TAREFA
Transcreva fielmente, da entrevista sobre quadrinhos e protesto, tudo desde "Roger Beatsjesus – A idéia" até "luta e auto-defesa.".

TRECHO DA FONTE

Jornal Empoderado – Porque você escolheu este canal para expressar a sua arte?

Clarice França – Escrever é uma paixão que eu tenho desde os 11 anos, desde que comecei a gostar de ler. Então a paixão veio primeiro, depois eu procurei formas de como fazer isso, o que me levou a aprender a fazer roteiros de audiovisual, quadrinhos, etc. Acredito que é a melhor forma que eu tenho de me expressar, com certeza também é a que me deixa mais feliz.

Roger Beatsjesus – Acredite se quiser, mas foi ele (fanzine) que me escolheu, rs. Eu tinha a necessidade de comunicar algo de uma maneira que as pessoas parasse em meio ao caos, e lesse a mensagem. Fazia informativos e revisitinhas com recorte de papel. já que eu não tinha computador e depois xerocava porque não iria fazer uma a uma, até que alguém me falou: – Legal esses seus fanzines! E eu..: – Fanzini ?!?! … 

Jornal Empoderado – Qual a importância da HQ como forma de protesto?

Clarice França – Histórias em Quadrinhos têm um grande público, basta ver o alcance e a quantidade de fãs que temos no nicho de heróis, ou o público que os filmes da Marvel alcança. É uma forma de que as nossas mensagens chegam em todo o tipo de público, de uma forma que pode até ser considerada mais “simples”, além de que a pessoa pode até se identificar com a mensagem.

O mercado brasileiro de quadrinhos têm muito a oferecer, nós temos ótimos quadrinistas e um mercado independente que tem feito trabalhos maravilhosos.

Roger Beatsjesus – A idéia de passar uma mensagem de crítica, conscientização ou alerta através dos quadrinhos é um ganho para uma geração inteira. Tanto na questão da narrativa direta no quadro-a-quadro, quanto, pela ilustração da história, consegue dá percepção e entendimento maior do que se fosse lido num livro ou assistido numa TV. Uma HQ Protesto, além de levar o Manifesto a um público (nerd e geek) que geralmente não frequentam movimentos sociais, também facilita na comunicação protestantes, dependendo da HQ, podendo até virá um manual de luta e auto-defesa.

Jornal Empoderado – Qual a principal barreira que ainda temos no mundo dos quadrinhos sobre a discussão deste tema?

CONTEÚDO DOS DADOS

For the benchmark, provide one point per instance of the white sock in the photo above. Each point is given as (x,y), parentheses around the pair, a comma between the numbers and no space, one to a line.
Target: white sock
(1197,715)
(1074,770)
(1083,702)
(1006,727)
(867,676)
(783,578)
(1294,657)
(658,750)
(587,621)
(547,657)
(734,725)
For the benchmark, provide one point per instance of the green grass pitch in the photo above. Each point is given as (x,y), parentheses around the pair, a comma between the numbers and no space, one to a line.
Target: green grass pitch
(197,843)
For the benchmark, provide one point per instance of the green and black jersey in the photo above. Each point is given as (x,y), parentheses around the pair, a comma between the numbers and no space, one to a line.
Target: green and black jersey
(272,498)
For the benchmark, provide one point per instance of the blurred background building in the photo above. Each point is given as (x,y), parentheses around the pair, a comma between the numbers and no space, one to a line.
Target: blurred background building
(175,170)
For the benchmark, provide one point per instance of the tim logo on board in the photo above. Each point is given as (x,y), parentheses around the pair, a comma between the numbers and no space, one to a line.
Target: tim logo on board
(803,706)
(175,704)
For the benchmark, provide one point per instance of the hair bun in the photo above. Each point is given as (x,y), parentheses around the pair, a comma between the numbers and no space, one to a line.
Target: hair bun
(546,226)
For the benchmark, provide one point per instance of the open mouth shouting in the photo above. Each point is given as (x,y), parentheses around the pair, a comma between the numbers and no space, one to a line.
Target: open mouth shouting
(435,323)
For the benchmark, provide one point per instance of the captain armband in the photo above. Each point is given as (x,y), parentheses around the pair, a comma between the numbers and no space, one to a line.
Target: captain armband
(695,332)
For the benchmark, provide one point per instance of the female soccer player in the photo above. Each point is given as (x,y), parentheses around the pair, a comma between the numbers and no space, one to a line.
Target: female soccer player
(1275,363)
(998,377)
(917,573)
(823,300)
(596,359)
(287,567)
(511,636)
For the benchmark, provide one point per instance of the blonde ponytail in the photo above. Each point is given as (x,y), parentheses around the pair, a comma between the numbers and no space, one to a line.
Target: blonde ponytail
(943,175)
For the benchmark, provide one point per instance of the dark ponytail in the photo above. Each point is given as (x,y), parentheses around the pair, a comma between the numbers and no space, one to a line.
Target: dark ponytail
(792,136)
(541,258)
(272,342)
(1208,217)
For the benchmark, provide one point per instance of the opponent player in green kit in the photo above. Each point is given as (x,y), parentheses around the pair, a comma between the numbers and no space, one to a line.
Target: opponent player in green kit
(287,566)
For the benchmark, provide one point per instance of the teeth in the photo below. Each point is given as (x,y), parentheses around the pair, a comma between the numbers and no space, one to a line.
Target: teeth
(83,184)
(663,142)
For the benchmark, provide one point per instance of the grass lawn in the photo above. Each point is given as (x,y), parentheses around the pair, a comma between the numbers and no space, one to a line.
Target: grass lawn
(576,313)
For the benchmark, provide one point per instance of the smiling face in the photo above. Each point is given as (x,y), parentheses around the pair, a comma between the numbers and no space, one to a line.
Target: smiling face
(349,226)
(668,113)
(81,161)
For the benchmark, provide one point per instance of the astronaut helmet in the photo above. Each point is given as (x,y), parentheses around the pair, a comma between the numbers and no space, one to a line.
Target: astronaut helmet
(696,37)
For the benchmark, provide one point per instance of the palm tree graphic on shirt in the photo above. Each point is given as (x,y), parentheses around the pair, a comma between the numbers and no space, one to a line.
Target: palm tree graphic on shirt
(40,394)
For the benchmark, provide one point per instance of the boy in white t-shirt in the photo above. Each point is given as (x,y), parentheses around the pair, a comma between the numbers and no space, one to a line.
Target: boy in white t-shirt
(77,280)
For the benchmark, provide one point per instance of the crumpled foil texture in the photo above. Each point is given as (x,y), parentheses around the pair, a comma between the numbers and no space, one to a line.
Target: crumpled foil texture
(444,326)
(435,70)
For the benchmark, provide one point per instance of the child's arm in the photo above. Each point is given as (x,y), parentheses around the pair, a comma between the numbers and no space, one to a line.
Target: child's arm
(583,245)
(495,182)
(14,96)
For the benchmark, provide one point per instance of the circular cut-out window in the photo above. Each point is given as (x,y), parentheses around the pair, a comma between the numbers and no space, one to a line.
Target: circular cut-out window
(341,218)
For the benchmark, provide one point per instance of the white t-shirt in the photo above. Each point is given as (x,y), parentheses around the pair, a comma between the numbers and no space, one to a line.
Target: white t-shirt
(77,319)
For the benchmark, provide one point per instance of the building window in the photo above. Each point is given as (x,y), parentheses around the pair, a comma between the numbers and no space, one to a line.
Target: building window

RESPOSTA
Roger Beatsjesus – A idéia de passar uma mensagem de crítica, conscientização ou alerta através dos quadrinhos é um ganho para uma geração inteira. Tanto na questão da narrativa direta no quadro-a-quadro, quanto, pela ilustração da história, consegue dá percepção e entendimento maior do que se fosse lido num livro ou assistido numa TV. Uma HQ Protesto, além de levar o Manifesto a um público (nerd e geek) que geralmente não frequentam movimentos sociais, também facilita na comunicação protestantes, dependendo da HQ, podendo até virá um manual de luta e auto-defesa.